## Records shown
┌──

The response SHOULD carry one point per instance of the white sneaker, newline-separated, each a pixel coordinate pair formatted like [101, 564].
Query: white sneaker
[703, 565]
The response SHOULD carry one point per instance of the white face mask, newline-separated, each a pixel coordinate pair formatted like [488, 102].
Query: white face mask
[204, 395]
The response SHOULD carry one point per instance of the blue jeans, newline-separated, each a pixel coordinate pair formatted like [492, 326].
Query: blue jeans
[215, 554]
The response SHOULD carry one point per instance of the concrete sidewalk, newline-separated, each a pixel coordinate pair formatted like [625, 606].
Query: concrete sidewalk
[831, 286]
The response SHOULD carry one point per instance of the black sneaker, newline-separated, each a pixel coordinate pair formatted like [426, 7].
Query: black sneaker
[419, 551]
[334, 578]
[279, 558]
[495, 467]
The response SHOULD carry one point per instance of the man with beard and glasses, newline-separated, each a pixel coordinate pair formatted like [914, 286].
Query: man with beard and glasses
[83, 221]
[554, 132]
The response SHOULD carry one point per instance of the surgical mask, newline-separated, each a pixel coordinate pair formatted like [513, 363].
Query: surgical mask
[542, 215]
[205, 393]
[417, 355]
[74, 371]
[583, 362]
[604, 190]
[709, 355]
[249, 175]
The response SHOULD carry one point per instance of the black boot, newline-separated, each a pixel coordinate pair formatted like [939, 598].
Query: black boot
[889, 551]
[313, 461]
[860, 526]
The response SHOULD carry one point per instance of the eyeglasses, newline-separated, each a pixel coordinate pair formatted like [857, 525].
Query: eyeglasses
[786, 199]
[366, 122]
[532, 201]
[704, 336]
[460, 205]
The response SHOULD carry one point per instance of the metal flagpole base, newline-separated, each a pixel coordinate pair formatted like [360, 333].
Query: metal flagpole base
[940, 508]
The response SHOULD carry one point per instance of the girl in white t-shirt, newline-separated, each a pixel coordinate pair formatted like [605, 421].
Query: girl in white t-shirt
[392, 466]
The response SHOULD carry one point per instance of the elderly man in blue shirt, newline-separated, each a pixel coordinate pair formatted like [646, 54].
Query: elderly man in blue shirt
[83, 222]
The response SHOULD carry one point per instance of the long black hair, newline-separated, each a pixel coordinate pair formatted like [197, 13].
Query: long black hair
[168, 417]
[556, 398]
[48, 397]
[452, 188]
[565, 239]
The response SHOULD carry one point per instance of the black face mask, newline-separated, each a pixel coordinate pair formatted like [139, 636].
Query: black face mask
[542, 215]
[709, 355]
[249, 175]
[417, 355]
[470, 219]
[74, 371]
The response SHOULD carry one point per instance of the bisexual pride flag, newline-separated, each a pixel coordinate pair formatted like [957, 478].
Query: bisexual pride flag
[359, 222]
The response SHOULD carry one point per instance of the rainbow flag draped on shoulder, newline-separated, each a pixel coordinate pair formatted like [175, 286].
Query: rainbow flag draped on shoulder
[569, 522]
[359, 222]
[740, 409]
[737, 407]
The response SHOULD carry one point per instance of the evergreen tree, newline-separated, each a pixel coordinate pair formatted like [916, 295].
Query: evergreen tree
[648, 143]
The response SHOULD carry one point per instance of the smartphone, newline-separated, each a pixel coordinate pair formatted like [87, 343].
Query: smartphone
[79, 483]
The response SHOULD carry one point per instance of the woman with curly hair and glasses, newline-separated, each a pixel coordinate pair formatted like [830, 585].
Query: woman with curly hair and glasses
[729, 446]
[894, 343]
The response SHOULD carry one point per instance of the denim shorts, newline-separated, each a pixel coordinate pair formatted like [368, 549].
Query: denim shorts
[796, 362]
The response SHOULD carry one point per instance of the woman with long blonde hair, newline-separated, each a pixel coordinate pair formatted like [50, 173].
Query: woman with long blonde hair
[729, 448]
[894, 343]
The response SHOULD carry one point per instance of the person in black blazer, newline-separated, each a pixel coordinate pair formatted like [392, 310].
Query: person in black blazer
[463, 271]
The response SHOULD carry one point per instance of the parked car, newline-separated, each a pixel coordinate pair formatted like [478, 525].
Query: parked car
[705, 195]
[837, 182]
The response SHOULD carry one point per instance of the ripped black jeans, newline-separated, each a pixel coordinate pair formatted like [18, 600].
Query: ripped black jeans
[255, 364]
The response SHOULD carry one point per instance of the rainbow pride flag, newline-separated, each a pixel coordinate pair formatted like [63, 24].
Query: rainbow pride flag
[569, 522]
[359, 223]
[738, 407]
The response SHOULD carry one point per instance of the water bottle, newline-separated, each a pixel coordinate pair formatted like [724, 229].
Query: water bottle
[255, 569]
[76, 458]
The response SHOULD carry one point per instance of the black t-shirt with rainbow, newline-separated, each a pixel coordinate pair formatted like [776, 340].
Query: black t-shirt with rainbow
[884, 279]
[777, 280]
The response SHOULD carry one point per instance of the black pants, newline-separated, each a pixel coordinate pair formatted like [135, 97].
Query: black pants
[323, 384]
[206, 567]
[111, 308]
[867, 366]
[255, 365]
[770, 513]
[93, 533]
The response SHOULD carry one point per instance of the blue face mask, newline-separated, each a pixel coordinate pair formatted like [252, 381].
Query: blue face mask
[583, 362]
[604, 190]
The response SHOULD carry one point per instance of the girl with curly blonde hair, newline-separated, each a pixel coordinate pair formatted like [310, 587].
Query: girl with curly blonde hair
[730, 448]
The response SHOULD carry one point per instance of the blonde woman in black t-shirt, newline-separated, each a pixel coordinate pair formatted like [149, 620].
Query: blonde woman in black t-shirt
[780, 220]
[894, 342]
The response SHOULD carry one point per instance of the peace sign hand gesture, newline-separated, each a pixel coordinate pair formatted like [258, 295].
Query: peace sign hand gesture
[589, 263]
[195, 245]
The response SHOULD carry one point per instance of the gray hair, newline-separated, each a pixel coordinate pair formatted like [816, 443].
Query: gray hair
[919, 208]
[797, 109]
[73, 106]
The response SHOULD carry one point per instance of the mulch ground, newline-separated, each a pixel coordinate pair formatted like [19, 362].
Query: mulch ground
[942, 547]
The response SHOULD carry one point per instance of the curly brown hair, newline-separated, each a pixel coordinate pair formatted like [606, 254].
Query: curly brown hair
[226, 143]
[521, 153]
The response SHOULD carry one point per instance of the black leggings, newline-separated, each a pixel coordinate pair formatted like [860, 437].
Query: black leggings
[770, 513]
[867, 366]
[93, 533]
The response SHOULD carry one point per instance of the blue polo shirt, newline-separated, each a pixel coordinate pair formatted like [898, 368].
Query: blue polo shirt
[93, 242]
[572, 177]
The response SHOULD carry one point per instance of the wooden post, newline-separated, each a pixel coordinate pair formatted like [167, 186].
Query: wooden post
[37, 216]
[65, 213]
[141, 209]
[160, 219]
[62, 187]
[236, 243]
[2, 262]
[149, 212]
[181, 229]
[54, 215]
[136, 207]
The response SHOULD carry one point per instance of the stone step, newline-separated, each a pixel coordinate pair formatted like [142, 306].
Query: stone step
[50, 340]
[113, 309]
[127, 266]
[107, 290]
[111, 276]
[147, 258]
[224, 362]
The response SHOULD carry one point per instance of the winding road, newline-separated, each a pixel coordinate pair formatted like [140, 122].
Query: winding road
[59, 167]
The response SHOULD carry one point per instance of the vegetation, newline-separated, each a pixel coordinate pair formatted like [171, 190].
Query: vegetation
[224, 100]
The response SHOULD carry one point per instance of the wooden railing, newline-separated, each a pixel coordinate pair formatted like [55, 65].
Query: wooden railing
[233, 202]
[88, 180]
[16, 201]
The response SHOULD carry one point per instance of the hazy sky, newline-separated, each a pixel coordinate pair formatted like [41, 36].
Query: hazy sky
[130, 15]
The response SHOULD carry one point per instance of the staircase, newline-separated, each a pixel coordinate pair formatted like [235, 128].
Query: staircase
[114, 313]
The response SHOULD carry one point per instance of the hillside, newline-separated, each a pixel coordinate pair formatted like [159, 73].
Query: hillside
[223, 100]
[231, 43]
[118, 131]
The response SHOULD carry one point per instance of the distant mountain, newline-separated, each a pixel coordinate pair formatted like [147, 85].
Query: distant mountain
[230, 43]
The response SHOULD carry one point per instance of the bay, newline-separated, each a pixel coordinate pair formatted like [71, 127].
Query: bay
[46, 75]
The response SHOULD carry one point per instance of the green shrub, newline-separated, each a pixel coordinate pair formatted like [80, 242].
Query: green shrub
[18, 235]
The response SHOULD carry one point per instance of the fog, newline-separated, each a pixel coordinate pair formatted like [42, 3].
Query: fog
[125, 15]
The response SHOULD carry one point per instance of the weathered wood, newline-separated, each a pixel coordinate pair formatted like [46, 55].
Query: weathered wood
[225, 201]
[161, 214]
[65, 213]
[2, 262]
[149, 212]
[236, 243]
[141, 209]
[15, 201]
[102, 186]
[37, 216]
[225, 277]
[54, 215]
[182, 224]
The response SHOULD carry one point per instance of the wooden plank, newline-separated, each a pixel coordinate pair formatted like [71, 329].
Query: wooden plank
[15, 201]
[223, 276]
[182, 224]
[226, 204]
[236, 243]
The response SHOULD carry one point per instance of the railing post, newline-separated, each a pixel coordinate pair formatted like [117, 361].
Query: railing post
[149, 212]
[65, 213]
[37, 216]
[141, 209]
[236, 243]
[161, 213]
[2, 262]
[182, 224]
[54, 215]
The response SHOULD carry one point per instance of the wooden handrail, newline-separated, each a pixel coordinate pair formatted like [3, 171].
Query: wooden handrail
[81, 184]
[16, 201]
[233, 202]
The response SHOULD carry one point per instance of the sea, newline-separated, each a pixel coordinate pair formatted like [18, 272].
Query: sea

└──

## Exercise aim
Only the lines from the one holding "like [18, 272]." through the end of the records should appear in the answer, each repeated exactly.

## Written answer
The response SHOULD carry one point per instance of the sea, newline-separated, each a pixel coordinate pair formatted like [18, 272].
Query: sea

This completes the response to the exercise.